### TASK PROMPT
Reproduce each line of the listing below verbatim.

### SOURCE DATA
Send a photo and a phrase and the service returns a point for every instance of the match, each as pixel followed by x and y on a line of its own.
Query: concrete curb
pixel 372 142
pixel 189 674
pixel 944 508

### FINAL RESULT
Send a photo and a phrase and the service returns a point for every instance of the match, each as pixel followed by x and y on a line of its own.
Query: concrete curb
pixel 372 142
pixel 189 674
pixel 944 508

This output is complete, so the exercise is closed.